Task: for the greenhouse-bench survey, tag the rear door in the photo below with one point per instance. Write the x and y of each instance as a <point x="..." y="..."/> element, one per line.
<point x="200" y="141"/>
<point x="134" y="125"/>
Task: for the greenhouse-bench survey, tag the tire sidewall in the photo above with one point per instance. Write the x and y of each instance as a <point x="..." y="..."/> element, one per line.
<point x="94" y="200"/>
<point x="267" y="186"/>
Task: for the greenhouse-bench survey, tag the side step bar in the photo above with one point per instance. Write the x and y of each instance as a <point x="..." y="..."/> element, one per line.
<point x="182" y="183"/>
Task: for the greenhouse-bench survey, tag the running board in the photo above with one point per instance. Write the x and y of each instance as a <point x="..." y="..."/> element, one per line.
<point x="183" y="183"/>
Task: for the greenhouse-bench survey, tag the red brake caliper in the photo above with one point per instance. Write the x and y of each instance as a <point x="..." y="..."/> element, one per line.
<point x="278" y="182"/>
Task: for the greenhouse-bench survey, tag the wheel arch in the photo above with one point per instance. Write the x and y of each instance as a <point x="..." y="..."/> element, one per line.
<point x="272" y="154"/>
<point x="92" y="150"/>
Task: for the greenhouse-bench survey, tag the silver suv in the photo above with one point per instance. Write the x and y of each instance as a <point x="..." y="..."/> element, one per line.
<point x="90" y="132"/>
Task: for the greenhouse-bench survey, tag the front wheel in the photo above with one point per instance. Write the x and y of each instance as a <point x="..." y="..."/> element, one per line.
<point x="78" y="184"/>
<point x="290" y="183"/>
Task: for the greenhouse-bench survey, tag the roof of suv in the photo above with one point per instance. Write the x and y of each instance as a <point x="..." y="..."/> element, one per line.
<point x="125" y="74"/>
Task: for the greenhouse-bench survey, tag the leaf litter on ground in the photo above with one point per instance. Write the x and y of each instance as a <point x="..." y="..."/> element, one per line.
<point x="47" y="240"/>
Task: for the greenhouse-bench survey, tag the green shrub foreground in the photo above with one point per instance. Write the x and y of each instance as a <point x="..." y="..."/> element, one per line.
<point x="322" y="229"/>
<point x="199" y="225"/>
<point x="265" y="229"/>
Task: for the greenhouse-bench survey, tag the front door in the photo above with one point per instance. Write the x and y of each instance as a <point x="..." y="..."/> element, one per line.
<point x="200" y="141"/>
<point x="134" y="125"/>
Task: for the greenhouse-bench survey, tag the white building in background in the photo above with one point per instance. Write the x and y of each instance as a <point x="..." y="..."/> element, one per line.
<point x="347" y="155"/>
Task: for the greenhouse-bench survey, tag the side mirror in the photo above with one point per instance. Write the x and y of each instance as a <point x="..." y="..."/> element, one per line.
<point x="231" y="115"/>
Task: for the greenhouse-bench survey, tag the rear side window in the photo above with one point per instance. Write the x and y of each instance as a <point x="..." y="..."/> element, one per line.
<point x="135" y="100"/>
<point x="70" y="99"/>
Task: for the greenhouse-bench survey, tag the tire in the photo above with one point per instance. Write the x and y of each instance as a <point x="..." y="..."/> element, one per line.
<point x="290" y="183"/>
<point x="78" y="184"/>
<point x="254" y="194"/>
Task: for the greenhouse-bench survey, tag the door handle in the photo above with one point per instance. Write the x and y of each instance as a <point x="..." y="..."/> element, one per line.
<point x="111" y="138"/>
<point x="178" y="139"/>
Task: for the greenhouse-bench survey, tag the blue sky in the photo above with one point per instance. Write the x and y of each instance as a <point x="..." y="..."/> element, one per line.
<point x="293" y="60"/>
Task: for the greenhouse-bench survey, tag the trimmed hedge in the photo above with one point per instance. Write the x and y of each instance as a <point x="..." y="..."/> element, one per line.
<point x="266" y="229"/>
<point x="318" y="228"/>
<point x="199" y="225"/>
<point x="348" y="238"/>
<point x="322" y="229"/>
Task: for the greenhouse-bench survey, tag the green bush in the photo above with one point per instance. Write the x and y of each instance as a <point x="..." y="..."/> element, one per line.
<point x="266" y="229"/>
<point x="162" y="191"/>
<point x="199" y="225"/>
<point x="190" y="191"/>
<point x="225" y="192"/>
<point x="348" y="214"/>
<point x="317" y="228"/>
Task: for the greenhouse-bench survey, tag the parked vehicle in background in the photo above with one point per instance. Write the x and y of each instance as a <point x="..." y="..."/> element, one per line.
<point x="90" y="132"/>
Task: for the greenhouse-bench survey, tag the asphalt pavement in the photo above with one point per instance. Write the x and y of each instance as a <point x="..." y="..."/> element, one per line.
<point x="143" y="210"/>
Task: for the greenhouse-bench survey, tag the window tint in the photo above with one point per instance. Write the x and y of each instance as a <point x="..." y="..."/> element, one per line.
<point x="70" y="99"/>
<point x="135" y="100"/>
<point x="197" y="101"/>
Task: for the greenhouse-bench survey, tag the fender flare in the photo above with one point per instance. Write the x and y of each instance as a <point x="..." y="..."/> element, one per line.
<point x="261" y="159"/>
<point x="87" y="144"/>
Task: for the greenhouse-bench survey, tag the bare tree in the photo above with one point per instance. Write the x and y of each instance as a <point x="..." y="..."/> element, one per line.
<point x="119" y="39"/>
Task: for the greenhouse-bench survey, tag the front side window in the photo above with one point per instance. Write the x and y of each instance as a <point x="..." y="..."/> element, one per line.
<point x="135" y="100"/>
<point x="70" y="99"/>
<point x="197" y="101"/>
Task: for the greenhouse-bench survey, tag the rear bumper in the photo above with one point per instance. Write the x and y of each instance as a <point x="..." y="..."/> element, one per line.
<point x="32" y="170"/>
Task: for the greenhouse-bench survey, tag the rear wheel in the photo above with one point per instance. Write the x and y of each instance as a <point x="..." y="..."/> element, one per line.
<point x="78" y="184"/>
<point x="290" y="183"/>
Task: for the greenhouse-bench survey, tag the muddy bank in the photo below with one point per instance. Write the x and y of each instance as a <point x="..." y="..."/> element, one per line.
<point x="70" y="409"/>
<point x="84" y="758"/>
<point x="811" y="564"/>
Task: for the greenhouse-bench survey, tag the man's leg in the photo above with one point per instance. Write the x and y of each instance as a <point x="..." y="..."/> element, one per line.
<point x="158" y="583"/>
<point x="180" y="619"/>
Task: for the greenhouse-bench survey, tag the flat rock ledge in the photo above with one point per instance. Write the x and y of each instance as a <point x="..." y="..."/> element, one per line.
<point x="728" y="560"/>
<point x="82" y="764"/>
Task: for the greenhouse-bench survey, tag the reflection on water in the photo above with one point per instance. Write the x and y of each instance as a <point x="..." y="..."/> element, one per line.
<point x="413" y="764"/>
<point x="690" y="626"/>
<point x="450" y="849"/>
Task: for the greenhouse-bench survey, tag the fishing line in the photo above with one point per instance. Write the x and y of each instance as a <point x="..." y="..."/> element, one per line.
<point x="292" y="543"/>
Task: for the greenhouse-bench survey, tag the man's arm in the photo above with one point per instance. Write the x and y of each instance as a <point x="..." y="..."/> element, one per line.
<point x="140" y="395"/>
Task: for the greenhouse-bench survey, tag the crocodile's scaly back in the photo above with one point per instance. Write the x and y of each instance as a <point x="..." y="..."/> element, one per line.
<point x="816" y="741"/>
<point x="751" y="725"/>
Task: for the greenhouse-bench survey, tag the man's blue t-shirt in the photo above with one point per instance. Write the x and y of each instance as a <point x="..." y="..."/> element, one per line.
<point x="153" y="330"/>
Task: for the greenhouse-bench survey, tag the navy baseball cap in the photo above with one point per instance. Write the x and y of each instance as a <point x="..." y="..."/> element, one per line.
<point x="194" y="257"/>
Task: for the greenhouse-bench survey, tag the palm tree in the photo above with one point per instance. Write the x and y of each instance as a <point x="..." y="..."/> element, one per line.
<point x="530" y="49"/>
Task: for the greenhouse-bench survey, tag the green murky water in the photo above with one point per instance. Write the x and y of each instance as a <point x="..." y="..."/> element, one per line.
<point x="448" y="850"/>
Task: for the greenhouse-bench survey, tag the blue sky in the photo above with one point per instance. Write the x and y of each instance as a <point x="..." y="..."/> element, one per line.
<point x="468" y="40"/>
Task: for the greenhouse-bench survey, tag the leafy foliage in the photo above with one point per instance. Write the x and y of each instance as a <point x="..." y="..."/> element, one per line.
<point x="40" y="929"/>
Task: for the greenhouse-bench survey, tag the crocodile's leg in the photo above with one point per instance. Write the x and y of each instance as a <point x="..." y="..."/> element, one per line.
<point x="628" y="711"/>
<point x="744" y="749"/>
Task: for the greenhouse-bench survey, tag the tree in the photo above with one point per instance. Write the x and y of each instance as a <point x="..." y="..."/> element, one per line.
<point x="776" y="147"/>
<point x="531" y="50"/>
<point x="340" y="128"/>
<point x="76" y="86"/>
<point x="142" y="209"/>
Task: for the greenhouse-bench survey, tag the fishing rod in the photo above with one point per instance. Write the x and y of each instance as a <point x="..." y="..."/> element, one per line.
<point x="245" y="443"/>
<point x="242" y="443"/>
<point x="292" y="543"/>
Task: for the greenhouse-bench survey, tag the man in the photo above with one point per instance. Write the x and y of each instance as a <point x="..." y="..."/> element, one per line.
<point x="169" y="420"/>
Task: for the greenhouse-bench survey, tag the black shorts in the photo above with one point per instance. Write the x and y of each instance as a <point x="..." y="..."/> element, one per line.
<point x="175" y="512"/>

....

**Exercise prompt:**
Please reproduce the line containing "Task: for the greenhouse-bench survey, tag the man in" and each line after it to the end of the listing, exactly, with nothing added or left out.

**Expected output:**
Task: for the greenhouse-bench survey, tag the man in the photo above with one point per instance. Write the x and y of each instance as a <point x="..." y="..."/> element, one per line.
<point x="169" y="420"/>
Task: for the greenhouse-bench survey, tag the black shorts in the photo above with one point per instance. Write the x and y of each instance as a <point x="..." y="..."/> element, one per line.
<point x="175" y="512"/>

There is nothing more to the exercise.